_EXERCISE INSTRUCTIONS:_ Pull out every line in the material below that contains the word "brick", and copy each one unchanged.

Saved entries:
>> BEGIN

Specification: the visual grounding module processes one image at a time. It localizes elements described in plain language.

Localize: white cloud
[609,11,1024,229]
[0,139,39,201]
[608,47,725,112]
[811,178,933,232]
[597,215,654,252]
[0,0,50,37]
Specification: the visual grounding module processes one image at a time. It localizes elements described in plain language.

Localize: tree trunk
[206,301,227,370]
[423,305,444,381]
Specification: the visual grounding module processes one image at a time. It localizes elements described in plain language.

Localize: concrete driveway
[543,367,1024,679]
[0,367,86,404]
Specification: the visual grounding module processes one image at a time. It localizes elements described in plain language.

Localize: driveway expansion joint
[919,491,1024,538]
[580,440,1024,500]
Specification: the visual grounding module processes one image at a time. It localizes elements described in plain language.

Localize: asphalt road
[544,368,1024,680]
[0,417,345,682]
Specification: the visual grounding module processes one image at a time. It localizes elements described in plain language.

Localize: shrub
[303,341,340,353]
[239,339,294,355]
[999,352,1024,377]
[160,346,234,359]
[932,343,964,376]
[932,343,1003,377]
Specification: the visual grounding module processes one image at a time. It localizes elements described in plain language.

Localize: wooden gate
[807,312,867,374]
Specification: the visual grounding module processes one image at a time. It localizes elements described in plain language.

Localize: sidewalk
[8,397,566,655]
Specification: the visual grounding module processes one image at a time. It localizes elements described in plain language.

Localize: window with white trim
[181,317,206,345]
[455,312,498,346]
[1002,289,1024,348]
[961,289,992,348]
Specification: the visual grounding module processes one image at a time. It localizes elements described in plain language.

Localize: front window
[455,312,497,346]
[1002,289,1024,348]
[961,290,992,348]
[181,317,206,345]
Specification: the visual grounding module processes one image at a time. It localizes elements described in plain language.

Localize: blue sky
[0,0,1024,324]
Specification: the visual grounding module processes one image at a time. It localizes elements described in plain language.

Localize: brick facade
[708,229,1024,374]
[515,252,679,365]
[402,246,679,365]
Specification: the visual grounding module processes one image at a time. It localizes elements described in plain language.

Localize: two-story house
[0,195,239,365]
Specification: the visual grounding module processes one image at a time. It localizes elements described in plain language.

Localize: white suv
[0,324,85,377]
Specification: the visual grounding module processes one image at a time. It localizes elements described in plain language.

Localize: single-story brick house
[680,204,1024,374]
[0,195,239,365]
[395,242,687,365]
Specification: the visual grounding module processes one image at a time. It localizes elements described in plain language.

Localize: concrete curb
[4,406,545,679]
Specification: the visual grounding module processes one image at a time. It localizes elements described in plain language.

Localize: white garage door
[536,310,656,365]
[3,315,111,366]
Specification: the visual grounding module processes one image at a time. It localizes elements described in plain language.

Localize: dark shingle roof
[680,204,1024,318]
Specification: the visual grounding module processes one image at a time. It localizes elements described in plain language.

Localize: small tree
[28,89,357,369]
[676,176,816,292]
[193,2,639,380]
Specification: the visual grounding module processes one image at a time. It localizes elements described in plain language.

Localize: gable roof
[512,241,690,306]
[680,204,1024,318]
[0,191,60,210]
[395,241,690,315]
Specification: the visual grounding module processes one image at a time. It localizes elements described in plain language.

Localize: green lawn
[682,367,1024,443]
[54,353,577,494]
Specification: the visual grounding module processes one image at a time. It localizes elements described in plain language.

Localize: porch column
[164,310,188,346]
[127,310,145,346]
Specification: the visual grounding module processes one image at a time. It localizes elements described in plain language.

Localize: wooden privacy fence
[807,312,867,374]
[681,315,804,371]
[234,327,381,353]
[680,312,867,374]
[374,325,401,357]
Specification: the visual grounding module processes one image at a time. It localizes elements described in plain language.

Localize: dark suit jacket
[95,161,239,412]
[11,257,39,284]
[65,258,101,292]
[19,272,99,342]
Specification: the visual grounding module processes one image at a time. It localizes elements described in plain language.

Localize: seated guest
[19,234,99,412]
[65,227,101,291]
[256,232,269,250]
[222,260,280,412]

>> END

_RESULT OF THIS EXERCISE:_
Localize: brick facade
Localize: single-story brick house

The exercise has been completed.